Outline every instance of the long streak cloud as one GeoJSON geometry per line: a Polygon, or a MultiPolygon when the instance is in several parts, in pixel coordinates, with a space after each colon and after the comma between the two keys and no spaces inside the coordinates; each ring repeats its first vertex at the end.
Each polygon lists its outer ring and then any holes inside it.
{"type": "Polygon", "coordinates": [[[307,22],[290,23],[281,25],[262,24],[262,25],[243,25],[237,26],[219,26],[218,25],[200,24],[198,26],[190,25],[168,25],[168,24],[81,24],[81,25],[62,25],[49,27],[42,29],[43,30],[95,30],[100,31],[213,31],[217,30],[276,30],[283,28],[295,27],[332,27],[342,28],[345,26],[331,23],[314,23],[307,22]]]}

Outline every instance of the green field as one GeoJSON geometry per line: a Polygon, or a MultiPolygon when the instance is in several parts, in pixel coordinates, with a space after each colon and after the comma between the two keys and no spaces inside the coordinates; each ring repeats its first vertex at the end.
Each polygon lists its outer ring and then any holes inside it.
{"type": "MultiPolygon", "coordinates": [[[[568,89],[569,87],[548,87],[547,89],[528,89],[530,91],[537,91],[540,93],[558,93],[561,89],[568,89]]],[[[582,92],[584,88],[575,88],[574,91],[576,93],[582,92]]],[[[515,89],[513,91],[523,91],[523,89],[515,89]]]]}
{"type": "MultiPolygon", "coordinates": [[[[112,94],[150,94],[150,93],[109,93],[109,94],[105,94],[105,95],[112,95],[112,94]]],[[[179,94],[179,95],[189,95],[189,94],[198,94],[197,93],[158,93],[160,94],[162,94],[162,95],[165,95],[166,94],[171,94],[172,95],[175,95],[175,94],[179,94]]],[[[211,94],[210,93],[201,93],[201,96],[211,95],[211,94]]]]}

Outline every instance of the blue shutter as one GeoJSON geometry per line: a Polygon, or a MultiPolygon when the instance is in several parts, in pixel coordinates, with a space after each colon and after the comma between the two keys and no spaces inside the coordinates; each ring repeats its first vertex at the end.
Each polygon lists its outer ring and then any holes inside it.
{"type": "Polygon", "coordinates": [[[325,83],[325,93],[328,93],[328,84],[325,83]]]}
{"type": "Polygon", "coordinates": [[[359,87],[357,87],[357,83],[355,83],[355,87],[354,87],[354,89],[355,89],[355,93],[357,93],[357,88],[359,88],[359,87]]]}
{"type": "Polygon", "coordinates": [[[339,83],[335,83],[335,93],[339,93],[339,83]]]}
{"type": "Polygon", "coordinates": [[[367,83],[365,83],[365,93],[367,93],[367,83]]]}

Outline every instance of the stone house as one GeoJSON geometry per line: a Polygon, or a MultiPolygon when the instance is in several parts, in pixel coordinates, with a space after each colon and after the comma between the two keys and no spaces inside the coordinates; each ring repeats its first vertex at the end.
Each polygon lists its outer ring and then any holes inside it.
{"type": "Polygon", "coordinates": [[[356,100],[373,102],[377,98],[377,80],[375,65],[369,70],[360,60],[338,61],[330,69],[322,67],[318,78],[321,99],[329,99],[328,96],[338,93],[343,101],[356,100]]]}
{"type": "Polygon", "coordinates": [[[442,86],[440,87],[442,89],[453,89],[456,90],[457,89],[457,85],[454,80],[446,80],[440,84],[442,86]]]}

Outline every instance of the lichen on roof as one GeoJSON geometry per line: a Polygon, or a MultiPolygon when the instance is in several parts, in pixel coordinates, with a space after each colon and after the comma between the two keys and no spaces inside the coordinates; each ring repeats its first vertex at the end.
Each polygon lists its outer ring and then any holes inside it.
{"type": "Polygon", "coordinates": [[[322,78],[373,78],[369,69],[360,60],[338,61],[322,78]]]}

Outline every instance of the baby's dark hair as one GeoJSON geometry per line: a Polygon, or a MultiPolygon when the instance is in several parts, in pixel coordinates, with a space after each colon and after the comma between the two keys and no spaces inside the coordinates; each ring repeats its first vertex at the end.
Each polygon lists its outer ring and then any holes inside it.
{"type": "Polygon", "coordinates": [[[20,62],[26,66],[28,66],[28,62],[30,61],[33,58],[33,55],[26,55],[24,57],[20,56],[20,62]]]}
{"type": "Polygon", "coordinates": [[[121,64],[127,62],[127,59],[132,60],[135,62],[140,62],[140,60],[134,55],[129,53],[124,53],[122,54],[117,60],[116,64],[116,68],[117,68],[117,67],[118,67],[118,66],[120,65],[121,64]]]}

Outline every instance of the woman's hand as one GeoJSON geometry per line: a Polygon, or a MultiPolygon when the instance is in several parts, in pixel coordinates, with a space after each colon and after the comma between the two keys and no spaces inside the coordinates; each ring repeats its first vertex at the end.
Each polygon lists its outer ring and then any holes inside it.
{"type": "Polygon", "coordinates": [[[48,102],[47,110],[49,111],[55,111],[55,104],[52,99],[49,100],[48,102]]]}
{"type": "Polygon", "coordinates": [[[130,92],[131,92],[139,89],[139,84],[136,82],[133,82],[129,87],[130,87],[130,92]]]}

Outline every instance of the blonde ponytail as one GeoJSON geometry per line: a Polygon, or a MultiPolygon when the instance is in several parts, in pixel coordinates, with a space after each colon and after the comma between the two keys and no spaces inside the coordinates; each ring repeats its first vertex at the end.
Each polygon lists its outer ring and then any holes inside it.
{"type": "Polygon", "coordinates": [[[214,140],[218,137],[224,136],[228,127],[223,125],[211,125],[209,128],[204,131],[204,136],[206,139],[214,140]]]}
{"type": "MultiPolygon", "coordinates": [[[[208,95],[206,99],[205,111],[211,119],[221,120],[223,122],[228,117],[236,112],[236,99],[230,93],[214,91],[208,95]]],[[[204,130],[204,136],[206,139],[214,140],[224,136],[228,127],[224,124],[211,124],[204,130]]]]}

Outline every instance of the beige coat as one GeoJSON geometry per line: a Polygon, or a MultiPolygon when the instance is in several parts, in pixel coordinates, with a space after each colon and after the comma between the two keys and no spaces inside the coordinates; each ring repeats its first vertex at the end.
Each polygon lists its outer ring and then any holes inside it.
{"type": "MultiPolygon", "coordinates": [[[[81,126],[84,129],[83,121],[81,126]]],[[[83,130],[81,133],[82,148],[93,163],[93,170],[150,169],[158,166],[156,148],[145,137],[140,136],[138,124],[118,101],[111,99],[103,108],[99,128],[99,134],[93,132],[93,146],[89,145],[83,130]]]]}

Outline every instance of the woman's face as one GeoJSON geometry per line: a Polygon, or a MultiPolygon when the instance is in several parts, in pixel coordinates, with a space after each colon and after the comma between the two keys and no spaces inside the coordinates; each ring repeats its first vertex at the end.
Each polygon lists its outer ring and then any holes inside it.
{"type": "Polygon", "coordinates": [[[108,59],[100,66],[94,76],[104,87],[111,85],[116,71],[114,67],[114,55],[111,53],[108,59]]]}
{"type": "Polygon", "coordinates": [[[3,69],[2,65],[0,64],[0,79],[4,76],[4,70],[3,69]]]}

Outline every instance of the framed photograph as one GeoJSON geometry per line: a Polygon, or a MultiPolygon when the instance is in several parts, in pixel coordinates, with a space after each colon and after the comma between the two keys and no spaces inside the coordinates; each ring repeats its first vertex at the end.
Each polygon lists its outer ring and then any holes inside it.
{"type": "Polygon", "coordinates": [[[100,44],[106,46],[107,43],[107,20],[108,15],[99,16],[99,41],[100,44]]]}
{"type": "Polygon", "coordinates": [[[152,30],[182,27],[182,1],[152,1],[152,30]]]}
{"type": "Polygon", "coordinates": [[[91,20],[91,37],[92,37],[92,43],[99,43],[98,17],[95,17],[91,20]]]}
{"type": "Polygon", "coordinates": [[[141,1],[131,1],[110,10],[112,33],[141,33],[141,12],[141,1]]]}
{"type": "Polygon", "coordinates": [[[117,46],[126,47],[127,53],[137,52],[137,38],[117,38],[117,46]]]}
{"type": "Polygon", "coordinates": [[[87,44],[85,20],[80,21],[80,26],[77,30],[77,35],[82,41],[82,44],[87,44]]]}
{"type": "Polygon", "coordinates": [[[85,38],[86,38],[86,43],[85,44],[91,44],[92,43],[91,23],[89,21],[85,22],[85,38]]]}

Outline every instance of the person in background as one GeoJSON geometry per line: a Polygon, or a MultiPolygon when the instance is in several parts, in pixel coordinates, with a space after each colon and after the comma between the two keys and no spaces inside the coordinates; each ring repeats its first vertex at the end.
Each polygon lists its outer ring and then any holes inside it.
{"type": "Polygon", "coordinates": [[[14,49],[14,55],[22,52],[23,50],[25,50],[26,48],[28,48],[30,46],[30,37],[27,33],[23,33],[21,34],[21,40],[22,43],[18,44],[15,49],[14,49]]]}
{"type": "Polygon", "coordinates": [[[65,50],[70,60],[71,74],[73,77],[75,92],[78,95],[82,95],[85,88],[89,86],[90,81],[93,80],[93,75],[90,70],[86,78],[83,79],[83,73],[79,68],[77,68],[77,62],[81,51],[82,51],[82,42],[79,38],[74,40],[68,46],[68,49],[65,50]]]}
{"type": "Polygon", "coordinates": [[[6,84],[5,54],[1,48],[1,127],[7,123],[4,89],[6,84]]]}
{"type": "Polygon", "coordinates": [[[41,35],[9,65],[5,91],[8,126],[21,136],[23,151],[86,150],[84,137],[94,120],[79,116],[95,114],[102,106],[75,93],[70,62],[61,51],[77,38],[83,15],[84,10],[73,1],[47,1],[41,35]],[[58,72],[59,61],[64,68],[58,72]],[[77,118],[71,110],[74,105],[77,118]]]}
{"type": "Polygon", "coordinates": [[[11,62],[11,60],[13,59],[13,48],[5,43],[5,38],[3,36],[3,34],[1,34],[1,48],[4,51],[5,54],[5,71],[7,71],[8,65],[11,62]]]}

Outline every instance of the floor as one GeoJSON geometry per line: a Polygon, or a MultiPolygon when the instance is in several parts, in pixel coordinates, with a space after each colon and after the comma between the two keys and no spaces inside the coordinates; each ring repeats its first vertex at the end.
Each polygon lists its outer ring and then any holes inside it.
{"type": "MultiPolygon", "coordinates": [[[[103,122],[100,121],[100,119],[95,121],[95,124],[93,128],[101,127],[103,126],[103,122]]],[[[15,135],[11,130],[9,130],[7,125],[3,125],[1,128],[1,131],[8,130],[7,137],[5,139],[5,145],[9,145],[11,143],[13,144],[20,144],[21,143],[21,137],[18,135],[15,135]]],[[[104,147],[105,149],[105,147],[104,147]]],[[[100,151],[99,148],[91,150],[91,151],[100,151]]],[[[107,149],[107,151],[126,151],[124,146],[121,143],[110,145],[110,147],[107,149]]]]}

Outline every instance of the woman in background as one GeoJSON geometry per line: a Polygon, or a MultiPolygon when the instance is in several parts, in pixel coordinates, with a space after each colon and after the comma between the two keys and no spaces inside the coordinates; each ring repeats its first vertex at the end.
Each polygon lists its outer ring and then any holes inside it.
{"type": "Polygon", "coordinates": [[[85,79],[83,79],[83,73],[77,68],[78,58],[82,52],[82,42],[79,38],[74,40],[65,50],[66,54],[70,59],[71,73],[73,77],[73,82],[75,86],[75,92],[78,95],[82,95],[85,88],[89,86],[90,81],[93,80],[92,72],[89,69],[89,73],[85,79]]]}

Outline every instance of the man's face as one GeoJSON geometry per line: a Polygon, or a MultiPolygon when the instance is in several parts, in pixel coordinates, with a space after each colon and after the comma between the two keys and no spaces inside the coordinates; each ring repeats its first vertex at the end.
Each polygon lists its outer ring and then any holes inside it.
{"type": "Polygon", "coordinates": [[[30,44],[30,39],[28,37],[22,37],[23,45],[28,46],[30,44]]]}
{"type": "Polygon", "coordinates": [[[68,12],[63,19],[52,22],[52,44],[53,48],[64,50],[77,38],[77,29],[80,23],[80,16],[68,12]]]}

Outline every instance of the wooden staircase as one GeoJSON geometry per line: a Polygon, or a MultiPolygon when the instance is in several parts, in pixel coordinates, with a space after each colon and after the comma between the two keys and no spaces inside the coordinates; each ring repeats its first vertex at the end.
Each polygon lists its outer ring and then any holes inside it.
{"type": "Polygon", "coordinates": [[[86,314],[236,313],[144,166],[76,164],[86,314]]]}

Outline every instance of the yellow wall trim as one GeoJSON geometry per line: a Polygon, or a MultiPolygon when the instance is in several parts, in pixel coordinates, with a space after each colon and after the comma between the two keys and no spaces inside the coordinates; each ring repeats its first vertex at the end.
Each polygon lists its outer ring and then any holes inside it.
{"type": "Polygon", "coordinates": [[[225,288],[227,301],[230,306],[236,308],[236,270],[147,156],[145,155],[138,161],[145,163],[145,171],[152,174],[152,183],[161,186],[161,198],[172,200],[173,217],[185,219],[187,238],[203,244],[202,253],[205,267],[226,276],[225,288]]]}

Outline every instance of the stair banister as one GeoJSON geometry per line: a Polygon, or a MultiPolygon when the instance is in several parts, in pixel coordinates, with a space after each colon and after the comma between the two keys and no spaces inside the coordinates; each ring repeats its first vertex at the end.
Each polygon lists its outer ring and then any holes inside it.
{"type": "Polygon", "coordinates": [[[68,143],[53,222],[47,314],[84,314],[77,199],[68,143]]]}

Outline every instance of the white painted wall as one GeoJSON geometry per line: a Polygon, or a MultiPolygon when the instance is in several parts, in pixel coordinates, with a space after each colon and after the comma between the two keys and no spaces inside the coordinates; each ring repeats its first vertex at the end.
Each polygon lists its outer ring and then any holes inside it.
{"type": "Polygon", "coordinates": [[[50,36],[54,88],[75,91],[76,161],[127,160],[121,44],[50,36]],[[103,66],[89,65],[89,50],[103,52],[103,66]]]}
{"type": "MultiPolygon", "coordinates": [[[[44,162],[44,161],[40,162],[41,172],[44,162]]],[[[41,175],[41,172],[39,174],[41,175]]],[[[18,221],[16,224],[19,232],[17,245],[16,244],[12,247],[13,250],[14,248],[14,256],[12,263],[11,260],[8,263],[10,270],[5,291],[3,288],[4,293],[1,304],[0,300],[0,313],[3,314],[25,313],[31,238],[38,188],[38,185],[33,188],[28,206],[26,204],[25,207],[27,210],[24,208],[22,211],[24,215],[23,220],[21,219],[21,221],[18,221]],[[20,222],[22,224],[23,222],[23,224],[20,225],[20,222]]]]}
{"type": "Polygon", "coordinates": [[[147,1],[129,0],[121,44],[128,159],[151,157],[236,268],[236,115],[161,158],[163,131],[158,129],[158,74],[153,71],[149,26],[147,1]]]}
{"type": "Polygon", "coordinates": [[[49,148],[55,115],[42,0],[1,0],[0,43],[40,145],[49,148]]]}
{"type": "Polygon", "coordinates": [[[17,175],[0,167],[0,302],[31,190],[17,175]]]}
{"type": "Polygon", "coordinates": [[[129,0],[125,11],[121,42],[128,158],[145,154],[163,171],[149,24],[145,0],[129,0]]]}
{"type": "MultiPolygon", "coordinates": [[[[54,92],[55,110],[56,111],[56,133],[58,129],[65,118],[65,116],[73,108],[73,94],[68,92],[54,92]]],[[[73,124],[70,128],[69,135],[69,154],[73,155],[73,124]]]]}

Requirement ::
Gather every line of the rows above that contains the word "wall", matching case exactly, and list those lines.

Worked answer ::
Outline every instance of the yellow wall trim as one GeoJSON geometry per line: a Polygon, or a MultiPolygon when the instance is in several parts, in pixel coordinates, with a space after each colon and after the comma between the two keys and no spaces inside the coordinates; each ring repeats its first vertex at the end.
Outline every instance of the white painted wall as one GeoJSON geometry per line: a Polygon, or a MultiPolygon when the instance is in several parts, in pixel coordinates, with a space after each colon and after the comma between the two keys and no spaces inside the coordinates; each ring repeats its first vertex at the end.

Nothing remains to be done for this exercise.